[WHAT IS REQUIRED]
The records appear below. Report how many of their lines contain the word "black", giving the number alone.

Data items
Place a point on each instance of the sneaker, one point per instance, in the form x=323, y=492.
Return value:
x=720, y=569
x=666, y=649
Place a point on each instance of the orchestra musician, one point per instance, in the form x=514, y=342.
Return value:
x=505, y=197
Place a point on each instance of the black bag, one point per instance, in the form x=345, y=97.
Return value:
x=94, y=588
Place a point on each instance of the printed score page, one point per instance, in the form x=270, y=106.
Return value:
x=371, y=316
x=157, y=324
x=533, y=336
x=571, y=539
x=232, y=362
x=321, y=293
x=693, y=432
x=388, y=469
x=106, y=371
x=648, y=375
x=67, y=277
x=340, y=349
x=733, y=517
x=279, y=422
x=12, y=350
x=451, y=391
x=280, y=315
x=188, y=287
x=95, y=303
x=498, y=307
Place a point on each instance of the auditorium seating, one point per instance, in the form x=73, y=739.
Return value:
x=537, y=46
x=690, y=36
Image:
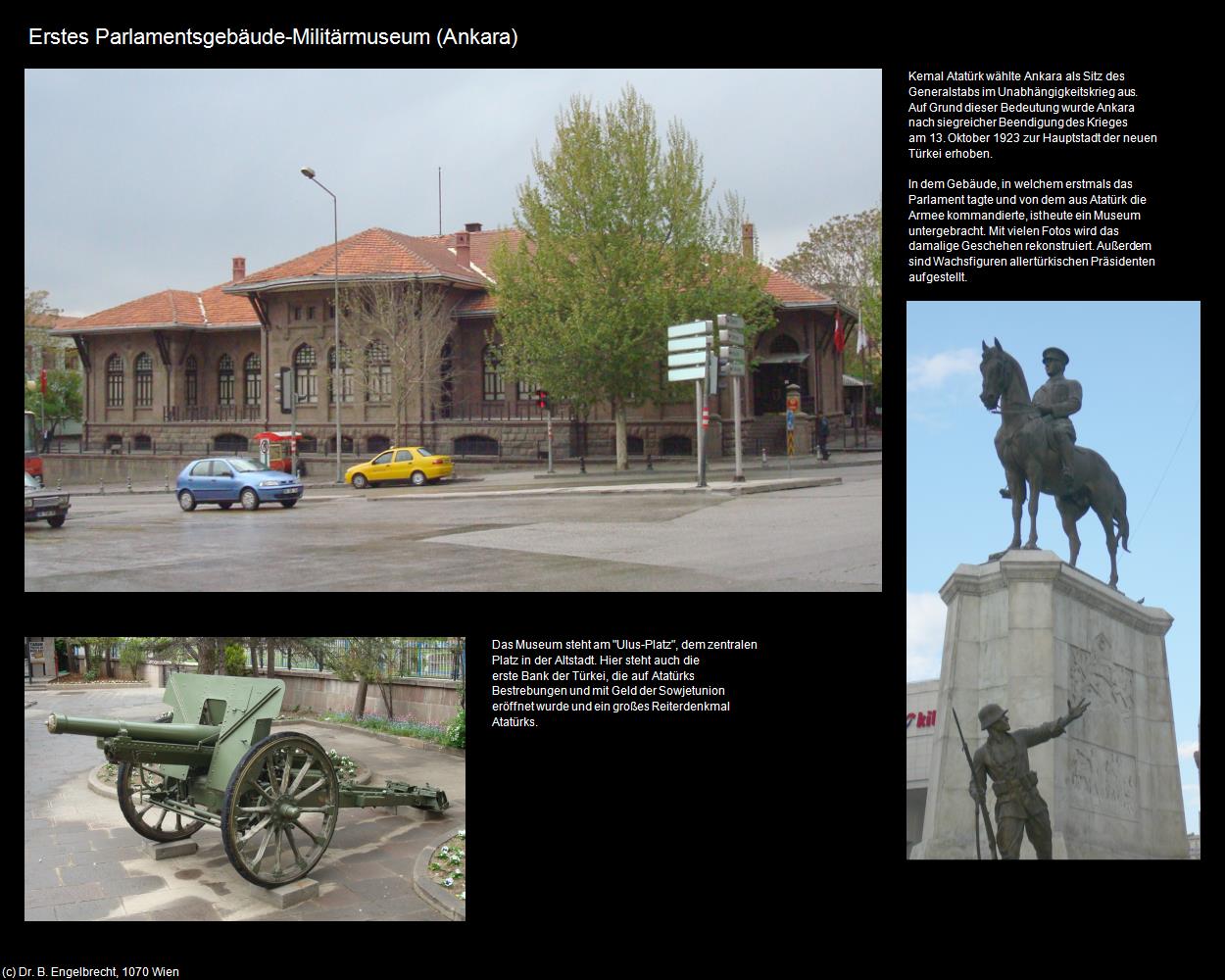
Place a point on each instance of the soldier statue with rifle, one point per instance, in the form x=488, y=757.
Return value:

==

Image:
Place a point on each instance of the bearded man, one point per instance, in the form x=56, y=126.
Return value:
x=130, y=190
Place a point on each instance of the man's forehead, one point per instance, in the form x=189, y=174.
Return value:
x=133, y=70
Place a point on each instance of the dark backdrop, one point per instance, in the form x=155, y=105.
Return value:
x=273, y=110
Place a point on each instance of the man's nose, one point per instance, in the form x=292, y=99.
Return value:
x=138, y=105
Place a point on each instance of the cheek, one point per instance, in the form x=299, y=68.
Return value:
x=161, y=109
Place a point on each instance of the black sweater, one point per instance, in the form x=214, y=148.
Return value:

[EXPECTED ANSWER]
2